▶ _Extracted data_
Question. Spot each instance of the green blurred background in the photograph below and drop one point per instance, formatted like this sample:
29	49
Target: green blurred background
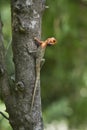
64	75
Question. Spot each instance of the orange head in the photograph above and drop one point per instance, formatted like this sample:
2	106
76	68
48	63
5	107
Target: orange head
51	41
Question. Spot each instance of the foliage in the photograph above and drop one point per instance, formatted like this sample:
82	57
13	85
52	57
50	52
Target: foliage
64	75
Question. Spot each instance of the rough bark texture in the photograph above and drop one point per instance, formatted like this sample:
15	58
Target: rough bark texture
26	24
4	85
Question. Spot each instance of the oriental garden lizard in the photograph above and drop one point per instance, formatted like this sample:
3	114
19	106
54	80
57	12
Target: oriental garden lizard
39	61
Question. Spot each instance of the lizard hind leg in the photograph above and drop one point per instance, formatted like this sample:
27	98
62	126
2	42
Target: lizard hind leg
42	62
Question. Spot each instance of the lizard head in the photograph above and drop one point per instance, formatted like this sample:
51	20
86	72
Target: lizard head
51	41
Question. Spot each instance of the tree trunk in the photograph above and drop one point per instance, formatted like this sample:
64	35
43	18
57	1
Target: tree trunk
26	24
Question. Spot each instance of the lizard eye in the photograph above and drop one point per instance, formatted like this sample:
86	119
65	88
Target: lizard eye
54	40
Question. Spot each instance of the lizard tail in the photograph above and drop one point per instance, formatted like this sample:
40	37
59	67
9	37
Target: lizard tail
34	92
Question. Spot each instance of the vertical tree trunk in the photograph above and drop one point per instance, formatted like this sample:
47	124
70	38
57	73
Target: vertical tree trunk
26	24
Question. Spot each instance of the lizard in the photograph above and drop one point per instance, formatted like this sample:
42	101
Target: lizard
39	61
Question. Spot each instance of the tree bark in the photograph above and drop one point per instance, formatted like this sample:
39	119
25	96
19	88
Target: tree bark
26	24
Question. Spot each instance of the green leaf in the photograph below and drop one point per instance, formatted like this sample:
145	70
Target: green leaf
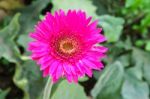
125	59
85	5
28	19
8	47
109	83
112	27
134	88
35	80
4	93
142	58
147	47
69	91
29	79
20	81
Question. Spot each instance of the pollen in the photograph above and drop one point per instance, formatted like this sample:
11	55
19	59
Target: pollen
67	46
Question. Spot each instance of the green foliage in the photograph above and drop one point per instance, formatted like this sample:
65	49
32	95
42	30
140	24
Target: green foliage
112	27
69	91
106	86
8	47
3	93
126	25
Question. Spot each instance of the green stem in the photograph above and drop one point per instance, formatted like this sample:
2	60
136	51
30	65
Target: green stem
47	90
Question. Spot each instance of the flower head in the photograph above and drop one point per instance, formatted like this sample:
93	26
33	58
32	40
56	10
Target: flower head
65	45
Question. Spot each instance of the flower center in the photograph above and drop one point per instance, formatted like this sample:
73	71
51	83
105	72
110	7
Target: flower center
67	46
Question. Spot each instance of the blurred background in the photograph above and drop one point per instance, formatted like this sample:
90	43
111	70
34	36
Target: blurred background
125	23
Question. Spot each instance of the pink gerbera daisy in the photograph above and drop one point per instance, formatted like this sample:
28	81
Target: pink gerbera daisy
65	45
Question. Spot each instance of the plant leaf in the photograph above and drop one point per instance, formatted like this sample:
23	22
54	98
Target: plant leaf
112	27
69	91
8	47
106	87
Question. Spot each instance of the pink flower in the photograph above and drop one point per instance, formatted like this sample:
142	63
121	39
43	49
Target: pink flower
65	45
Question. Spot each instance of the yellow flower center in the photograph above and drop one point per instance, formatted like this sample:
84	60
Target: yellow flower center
67	46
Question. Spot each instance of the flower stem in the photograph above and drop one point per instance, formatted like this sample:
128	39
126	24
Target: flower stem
47	90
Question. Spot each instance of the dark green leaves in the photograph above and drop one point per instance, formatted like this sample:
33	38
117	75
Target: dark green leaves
8	47
69	91
85	5
112	27
106	86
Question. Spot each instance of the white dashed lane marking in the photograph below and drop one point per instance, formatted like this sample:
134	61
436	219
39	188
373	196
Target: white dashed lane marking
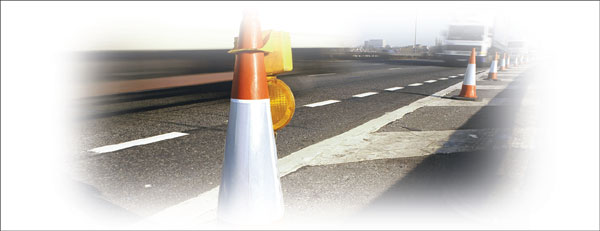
321	74
129	144
394	88
322	103
364	94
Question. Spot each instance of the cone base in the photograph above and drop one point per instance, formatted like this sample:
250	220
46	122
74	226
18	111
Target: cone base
250	190
468	91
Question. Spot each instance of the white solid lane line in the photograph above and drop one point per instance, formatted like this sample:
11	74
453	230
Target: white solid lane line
321	74
365	94
317	104
394	88
128	144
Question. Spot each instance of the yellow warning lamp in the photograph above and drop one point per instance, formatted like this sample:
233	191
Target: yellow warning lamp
278	59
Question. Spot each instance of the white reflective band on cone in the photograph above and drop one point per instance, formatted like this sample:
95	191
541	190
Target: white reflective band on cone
250	191
470	75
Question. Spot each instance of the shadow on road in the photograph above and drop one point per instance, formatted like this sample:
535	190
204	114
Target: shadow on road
451	187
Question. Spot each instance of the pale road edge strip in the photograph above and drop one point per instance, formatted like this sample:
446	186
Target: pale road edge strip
361	95
203	207
138	142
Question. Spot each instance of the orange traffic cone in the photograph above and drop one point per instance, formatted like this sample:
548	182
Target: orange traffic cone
250	190
468	91
503	63
493	75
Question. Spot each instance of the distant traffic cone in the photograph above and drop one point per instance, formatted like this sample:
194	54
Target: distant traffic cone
250	190
493	75
468	91
503	63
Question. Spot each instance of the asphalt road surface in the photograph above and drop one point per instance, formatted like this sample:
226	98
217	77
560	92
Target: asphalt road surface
140	180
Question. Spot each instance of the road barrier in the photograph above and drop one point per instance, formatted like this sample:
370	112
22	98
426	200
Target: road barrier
250	190
468	91
503	63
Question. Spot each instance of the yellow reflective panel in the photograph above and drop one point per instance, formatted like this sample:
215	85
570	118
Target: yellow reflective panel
282	102
279	56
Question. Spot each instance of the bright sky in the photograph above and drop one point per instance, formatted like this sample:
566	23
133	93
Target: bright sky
212	25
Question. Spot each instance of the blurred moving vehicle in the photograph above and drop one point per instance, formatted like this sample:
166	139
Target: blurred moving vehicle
487	38
461	37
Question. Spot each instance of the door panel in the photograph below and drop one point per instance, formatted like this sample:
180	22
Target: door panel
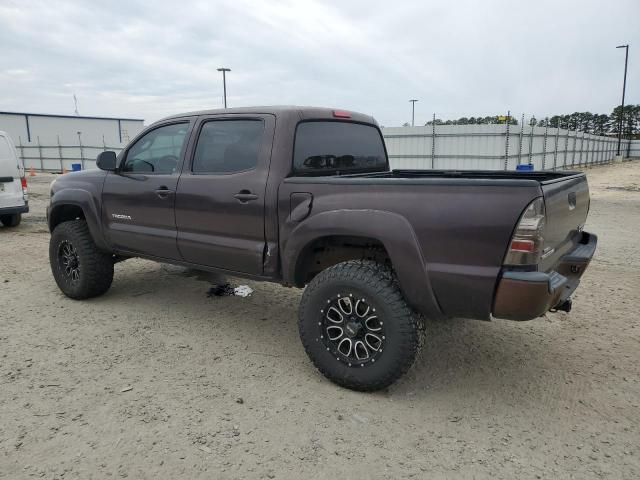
220	205
139	200
138	219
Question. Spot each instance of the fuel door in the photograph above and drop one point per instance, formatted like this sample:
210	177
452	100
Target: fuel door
300	204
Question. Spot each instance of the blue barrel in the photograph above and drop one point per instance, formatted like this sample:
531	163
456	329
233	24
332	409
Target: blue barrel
525	167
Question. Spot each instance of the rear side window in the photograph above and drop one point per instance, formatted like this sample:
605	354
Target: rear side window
324	148
228	146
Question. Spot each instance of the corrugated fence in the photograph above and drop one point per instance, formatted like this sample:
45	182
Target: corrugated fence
499	147
470	147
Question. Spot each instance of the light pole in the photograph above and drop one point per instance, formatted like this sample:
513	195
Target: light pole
413	111
224	83
624	87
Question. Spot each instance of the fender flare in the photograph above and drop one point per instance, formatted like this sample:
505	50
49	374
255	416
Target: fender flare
391	229
86	202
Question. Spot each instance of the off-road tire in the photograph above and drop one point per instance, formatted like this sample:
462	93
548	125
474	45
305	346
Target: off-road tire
11	220
95	267
402	328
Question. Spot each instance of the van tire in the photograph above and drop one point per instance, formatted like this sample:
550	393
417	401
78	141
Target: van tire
79	268
11	220
399	327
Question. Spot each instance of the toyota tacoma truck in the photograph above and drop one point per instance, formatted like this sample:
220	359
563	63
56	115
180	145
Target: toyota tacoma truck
305	197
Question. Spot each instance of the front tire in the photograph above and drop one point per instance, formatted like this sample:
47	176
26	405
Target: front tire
357	328
79	268
11	220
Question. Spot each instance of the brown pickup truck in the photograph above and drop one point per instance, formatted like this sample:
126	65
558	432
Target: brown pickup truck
305	197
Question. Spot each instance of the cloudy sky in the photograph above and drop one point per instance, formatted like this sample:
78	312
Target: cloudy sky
147	59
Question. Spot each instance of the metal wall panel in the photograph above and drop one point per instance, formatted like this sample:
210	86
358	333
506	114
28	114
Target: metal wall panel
490	147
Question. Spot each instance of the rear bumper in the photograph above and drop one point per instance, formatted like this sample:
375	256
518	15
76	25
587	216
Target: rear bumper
528	295
13	210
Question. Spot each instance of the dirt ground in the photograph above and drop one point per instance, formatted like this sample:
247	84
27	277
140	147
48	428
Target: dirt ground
156	380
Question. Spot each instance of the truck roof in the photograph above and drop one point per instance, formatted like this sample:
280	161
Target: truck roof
303	113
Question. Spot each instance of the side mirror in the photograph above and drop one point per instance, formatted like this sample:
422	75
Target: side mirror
106	161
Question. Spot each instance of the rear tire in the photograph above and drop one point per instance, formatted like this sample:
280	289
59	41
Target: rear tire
79	268
11	220
357	328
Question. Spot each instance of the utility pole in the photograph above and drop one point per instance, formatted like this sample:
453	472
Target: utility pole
413	111
224	83
624	87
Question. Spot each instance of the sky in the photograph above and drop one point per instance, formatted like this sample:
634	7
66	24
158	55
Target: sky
147	60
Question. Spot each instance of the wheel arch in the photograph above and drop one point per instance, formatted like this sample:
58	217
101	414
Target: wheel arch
73	204
388	236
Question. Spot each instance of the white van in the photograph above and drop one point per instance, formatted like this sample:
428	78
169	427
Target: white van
13	184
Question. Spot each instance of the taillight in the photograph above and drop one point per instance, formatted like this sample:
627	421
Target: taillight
23	182
527	241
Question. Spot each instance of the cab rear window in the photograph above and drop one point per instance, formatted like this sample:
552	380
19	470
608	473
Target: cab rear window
326	148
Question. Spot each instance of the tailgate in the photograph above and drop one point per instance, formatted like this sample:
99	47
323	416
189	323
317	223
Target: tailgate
567	204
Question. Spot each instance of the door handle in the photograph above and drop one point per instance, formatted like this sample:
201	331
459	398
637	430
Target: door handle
245	196
163	192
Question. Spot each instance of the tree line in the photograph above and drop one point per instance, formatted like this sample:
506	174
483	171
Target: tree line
594	123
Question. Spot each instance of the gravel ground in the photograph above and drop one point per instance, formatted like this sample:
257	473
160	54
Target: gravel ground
156	380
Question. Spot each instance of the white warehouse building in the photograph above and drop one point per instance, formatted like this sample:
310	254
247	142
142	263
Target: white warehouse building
56	142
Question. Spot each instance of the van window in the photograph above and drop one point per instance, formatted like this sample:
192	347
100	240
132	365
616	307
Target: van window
325	148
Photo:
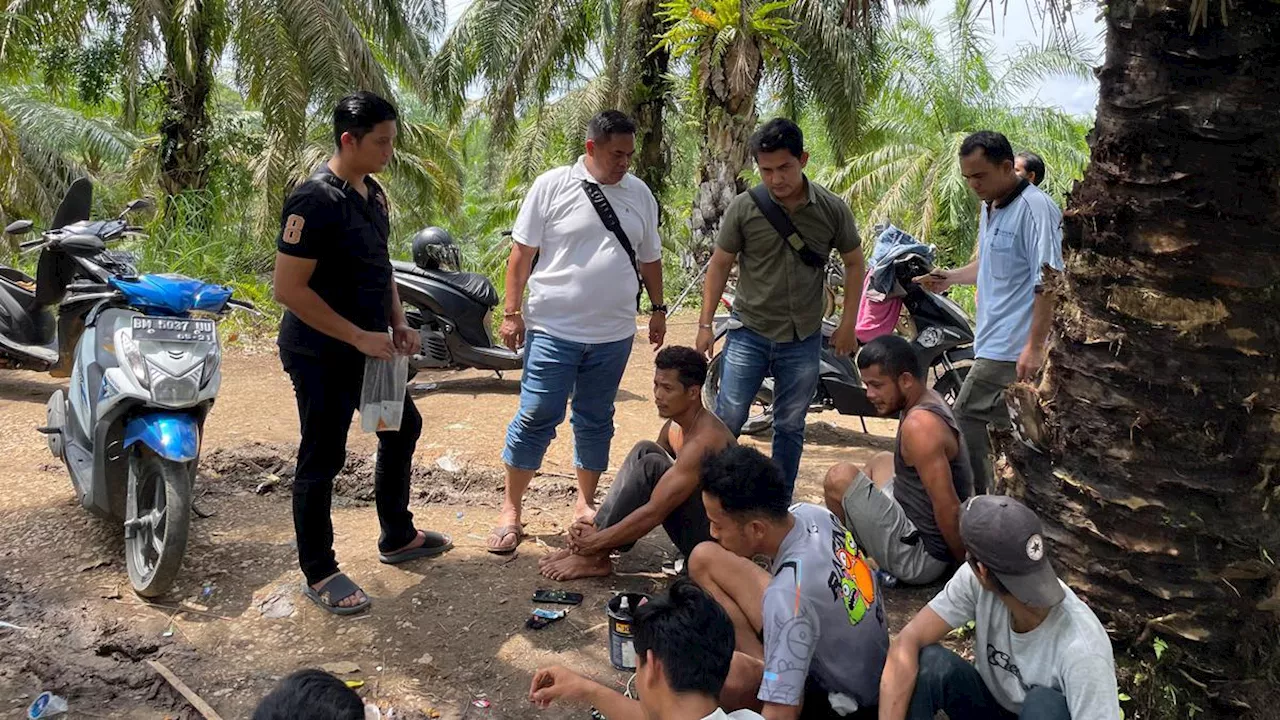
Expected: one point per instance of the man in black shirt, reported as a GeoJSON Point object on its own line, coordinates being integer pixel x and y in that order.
{"type": "Point", "coordinates": [333, 273]}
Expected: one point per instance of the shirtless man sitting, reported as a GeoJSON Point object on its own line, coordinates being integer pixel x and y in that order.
{"type": "Point", "coordinates": [657, 483]}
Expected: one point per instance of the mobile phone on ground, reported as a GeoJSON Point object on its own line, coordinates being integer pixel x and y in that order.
{"type": "Point", "coordinates": [558, 597]}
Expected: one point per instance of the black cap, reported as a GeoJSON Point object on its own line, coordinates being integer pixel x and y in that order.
{"type": "Point", "coordinates": [1009, 540]}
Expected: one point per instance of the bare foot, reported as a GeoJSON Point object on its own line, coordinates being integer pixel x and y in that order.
{"type": "Point", "coordinates": [508, 527]}
{"type": "Point", "coordinates": [350, 601]}
{"type": "Point", "coordinates": [554, 556]}
{"type": "Point", "coordinates": [584, 511]}
{"type": "Point", "coordinates": [575, 566]}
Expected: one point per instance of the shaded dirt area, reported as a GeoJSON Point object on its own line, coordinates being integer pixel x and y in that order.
{"type": "Point", "coordinates": [442, 632]}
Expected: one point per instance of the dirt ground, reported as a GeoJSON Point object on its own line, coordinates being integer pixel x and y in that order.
{"type": "Point", "coordinates": [442, 633]}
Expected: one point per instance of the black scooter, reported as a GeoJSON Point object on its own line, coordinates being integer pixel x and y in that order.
{"type": "Point", "coordinates": [39, 318]}
{"type": "Point", "coordinates": [942, 338]}
{"type": "Point", "coordinates": [451, 309]}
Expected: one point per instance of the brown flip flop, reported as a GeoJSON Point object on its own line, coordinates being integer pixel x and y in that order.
{"type": "Point", "coordinates": [499, 533]}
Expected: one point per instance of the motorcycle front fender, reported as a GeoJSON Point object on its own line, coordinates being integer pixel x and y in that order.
{"type": "Point", "coordinates": [173, 436]}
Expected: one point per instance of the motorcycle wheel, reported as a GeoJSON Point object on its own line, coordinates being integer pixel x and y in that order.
{"type": "Point", "coordinates": [949, 383]}
{"type": "Point", "coordinates": [158, 516]}
{"type": "Point", "coordinates": [760, 417]}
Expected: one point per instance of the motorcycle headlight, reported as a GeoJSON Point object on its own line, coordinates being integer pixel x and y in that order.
{"type": "Point", "coordinates": [131, 356]}
{"type": "Point", "coordinates": [213, 360]}
{"type": "Point", "coordinates": [172, 391]}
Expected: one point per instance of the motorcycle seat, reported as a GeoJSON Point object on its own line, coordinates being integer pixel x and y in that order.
{"type": "Point", "coordinates": [472, 285]}
{"type": "Point", "coordinates": [19, 285]}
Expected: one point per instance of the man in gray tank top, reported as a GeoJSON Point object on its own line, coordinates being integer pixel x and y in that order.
{"type": "Point", "coordinates": [904, 506]}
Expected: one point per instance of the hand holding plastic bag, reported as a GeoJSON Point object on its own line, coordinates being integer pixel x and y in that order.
{"type": "Point", "coordinates": [382, 399]}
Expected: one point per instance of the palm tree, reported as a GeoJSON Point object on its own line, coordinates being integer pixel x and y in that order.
{"type": "Point", "coordinates": [45, 145]}
{"type": "Point", "coordinates": [288, 55]}
{"type": "Point", "coordinates": [732, 49]}
{"type": "Point", "coordinates": [530, 54]}
{"type": "Point", "coordinates": [1157, 422]}
{"type": "Point", "coordinates": [935, 86]}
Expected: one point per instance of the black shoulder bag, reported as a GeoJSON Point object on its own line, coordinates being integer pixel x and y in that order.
{"type": "Point", "coordinates": [611, 223]}
{"type": "Point", "coordinates": [786, 228]}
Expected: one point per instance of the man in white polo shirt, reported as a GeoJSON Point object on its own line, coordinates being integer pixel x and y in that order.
{"type": "Point", "coordinates": [1019, 233]}
{"type": "Point", "coordinates": [584, 240]}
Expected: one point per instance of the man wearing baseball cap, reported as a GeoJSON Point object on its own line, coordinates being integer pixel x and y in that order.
{"type": "Point", "coordinates": [1040, 651]}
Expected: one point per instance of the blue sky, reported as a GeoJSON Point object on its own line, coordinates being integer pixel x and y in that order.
{"type": "Point", "coordinates": [1022, 24]}
{"type": "Point", "coordinates": [1015, 24]}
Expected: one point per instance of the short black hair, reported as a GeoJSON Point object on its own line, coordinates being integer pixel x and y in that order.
{"type": "Point", "coordinates": [745, 482]}
{"type": "Point", "coordinates": [894, 354]}
{"type": "Point", "coordinates": [778, 133]}
{"type": "Point", "coordinates": [691, 634]}
{"type": "Point", "coordinates": [608, 123]}
{"type": "Point", "coordinates": [1034, 164]}
{"type": "Point", "coordinates": [359, 114]}
{"type": "Point", "coordinates": [314, 695]}
{"type": "Point", "coordinates": [993, 145]}
{"type": "Point", "coordinates": [690, 364]}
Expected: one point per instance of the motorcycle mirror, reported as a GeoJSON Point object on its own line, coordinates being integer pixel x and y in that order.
{"type": "Point", "coordinates": [18, 227]}
{"type": "Point", "coordinates": [140, 204]}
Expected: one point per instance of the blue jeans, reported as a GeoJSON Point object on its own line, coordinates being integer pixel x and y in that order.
{"type": "Point", "coordinates": [556, 369]}
{"type": "Point", "coordinates": [949, 682]}
{"type": "Point", "coordinates": [746, 360]}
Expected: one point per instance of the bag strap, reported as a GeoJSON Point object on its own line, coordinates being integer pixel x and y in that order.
{"type": "Point", "coordinates": [611, 223]}
{"type": "Point", "coordinates": [785, 227]}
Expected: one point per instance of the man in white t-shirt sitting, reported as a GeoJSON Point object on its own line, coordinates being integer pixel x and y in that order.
{"type": "Point", "coordinates": [1041, 652]}
{"type": "Point", "coordinates": [684, 643]}
{"type": "Point", "coordinates": [580, 317]}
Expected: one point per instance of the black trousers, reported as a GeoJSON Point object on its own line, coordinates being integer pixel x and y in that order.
{"type": "Point", "coordinates": [328, 393]}
{"type": "Point", "coordinates": [632, 487]}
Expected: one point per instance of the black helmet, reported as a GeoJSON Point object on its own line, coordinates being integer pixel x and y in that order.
{"type": "Point", "coordinates": [434, 250]}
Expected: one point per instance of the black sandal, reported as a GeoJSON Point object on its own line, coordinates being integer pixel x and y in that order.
{"type": "Point", "coordinates": [337, 589]}
{"type": "Point", "coordinates": [433, 545]}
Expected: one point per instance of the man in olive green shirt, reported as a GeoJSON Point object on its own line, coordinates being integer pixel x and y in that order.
{"type": "Point", "coordinates": [780, 291]}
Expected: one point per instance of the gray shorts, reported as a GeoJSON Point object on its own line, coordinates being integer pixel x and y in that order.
{"type": "Point", "coordinates": [883, 531]}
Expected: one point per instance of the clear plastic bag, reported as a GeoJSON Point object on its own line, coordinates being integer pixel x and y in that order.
{"type": "Point", "coordinates": [382, 399]}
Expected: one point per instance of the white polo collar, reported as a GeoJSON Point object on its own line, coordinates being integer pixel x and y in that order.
{"type": "Point", "coordinates": [579, 173]}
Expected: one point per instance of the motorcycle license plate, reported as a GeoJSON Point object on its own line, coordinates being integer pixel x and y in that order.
{"type": "Point", "coordinates": [173, 329]}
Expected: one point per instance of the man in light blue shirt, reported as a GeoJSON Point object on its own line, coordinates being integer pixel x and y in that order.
{"type": "Point", "coordinates": [1019, 235]}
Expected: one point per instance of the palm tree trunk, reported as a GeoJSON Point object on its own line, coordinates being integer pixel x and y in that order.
{"type": "Point", "coordinates": [649, 100]}
{"type": "Point", "coordinates": [188, 82]}
{"type": "Point", "coordinates": [1159, 415]}
{"type": "Point", "coordinates": [728, 115]}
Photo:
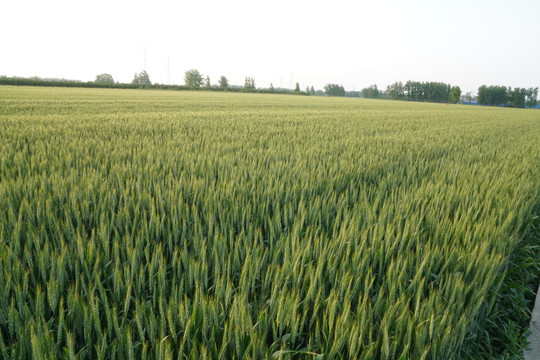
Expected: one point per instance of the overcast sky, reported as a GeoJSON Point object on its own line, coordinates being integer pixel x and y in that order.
{"type": "Point", "coordinates": [352, 43]}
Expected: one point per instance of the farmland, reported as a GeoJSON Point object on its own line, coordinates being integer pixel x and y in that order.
{"type": "Point", "coordinates": [159, 224]}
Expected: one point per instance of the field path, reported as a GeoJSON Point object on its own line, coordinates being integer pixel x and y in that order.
{"type": "Point", "coordinates": [534, 336]}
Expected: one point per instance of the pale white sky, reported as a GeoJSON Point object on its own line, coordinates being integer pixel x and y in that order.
{"type": "Point", "coordinates": [353, 43]}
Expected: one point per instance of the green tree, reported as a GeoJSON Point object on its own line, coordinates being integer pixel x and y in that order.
{"type": "Point", "coordinates": [531, 97]}
{"type": "Point", "coordinates": [455, 94]}
{"type": "Point", "coordinates": [223, 82]}
{"type": "Point", "coordinates": [516, 97]}
{"type": "Point", "coordinates": [334, 90]}
{"type": "Point", "coordinates": [396, 91]}
{"type": "Point", "coordinates": [105, 79]}
{"type": "Point", "coordinates": [193, 78]}
{"type": "Point", "coordinates": [141, 78]}
{"type": "Point", "coordinates": [249, 83]}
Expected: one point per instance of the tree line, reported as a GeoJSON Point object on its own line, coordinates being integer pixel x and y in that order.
{"type": "Point", "coordinates": [410, 91]}
{"type": "Point", "coordinates": [506, 96]}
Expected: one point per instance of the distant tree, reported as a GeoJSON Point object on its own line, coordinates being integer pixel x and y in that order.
{"type": "Point", "coordinates": [141, 78]}
{"type": "Point", "coordinates": [492, 95]}
{"type": "Point", "coordinates": [395, 91]}
{"type": "Point", "coordinates": [223, 82]}
{"type": "Point", "coordinates": [334, 90]}
{"type": "Point", "coordinates": [249, 83]}
{"type": "Point", "coordinates": [516, 97]}
{"type": "Point", "coordinates": [370, 92]}
{"type": "Point", "coordinates": [455, 94]}
{"type": "Point", "coordinates": [193, 78]}
{"type": "Point", "coordinates": [531, 97]}
{"type": "Point", "coordinates": [105, 79]}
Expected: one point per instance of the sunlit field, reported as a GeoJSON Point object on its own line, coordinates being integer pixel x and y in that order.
{"type": "Point", "coordinates": [171, 225]}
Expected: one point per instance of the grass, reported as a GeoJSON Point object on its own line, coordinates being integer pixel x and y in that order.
{"type": "Point", "coordinates": [157, 224]}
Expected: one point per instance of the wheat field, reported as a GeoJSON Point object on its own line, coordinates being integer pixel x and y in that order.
{"type": "Point", "coordinates": [193, 225]}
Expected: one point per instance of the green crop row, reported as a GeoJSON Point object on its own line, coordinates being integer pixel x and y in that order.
{"type": "Point", "coordinates": [158, 225]}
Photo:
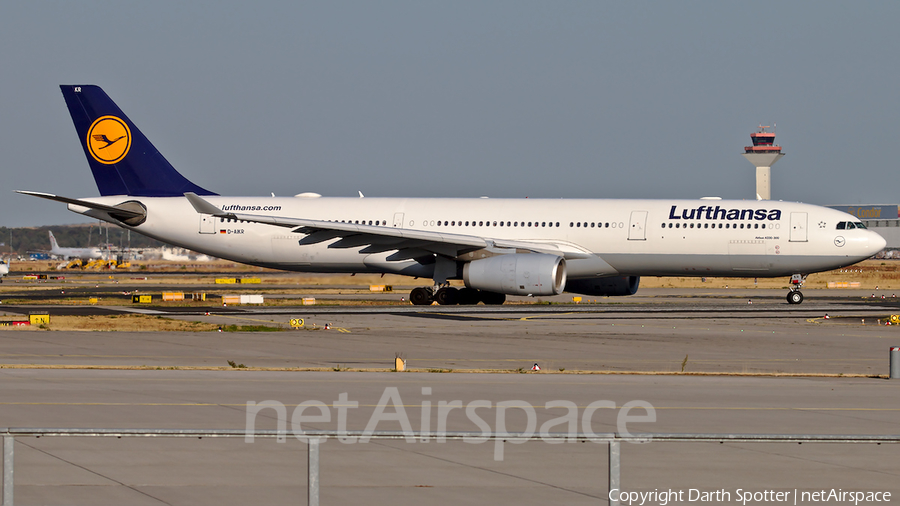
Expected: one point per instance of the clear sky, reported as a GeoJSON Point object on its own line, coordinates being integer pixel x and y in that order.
{"type": "Point", "coordinates": [461, 99]}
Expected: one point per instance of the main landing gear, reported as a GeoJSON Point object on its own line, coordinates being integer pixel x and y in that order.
{"type": "Point", "coordinates": [794, 296]}
{"type": "Point", "coordinates": [449, 296]}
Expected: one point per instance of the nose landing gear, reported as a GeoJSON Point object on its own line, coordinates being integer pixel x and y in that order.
{"type": "Point", "coordinates": [794, 296]}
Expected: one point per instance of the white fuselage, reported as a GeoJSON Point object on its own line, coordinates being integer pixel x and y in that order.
{"type": "Point", "coordinates": [616, 237]}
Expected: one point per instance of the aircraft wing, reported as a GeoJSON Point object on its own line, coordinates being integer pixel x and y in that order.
{"type": "Point", "coordinates": [409, 243]}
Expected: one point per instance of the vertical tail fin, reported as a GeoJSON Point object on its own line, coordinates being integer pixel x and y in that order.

▶ _Exercise description_
From the line containing "Expected: one point per instance of the wheat" to the end of the data above, give those lines again verbatim, with both endpoints included and no images.

▶ _Reply_
Expected: one point per instance of the wheat field, reported as a GeoJSON Point object on its own line, coordinates being integer pixel x and y in that order.
{"type": "Point", "coordinates": [193, 225]}
Expected: one point per instance of the green crop row, reported as a GeoJSON Point object on its own line, coordinates being integer pixel x and y in that order.
{"type": "Point", "coordinates": [158, 225]}
Photo:
Expected: one point per instance of the clear sky, reported as a GeoJSON Point object on its own line, coordinates being integer pixel x and y in that order.
{"type": "Point", "coordinates": [461, 99]}
Expected: one point per instance of the main landing gear, reported as a GeoJSON Point object on its own line, coordinates being integer pixel x and y in that order.
{"type": "Point", "coordinates": [794, 296]}
{"type": "Point", "coordinates": [449, 296]}
Expected: one point per instance of the nose landing gear, reported as a GeoJSON Point object on its own line, coordinates being integer pixel x and y in that order.
{"type": "Point", "coordinates": [794, 296]}
Expected: one point per instance of the white fuselage, reported as a GeoJSON Point object on its own line, coordinates being integer pixel x and y in that order.
{"type": "Point", "coordinates": [616, 237]}
Expected: one point per instance of the aircraft wing, reported as a GeoJSON Point object on its own line, coordinates being integer pixel x and y in that order.
{"type": "Point", "coordinates": [409, 243]}
Expected: one point per instance of the vertical tail fin, reported as a GeoJSON Point object on its own line, coordinates being integer pixel x and y in that order.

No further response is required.